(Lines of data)
-*-

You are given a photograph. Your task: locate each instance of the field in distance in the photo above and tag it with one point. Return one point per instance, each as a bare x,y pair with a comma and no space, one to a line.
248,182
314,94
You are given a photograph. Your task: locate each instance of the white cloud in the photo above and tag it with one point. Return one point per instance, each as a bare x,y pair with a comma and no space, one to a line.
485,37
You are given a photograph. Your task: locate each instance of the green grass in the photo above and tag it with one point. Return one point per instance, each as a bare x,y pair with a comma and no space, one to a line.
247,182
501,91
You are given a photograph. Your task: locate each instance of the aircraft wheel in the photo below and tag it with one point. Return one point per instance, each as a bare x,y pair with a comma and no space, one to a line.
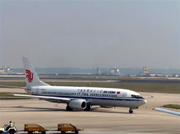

-*-

AIM -> Copy out every line of the items above in full, including their wording. Multiply each answer coordinate by 1.9 and round it to a whole number, with halves rounded up, and leave the pictures out.

RESULT BELOW ->
You are given a photograph. Your task: locate each instance of the field in distance in the photo above and tag it with one point. Return one point per instance, each as a bare x,y pair with a comma and no space, one to a line.
471,346
597,179
You are given a photograph. Your task: locate each instance of the white cloud in the photo above and tag it with one point. Return one point per instance, each as a bare x,y pair with a comma and no space, one to a line.
922,70
You are given a photograph. Your task: locate each instance of the green grass in the photo above and tag it with one point. Return one point per instance, each as a bare x,y pair with a comma and no space, one to a line.
469,346
952,173
You are given a photograph. Your task: locate each instance of the aircraft wheel in the photo below and tag it with one point. Return one point per instance, each as a bare x,y pair with a comma and no space, one to a line.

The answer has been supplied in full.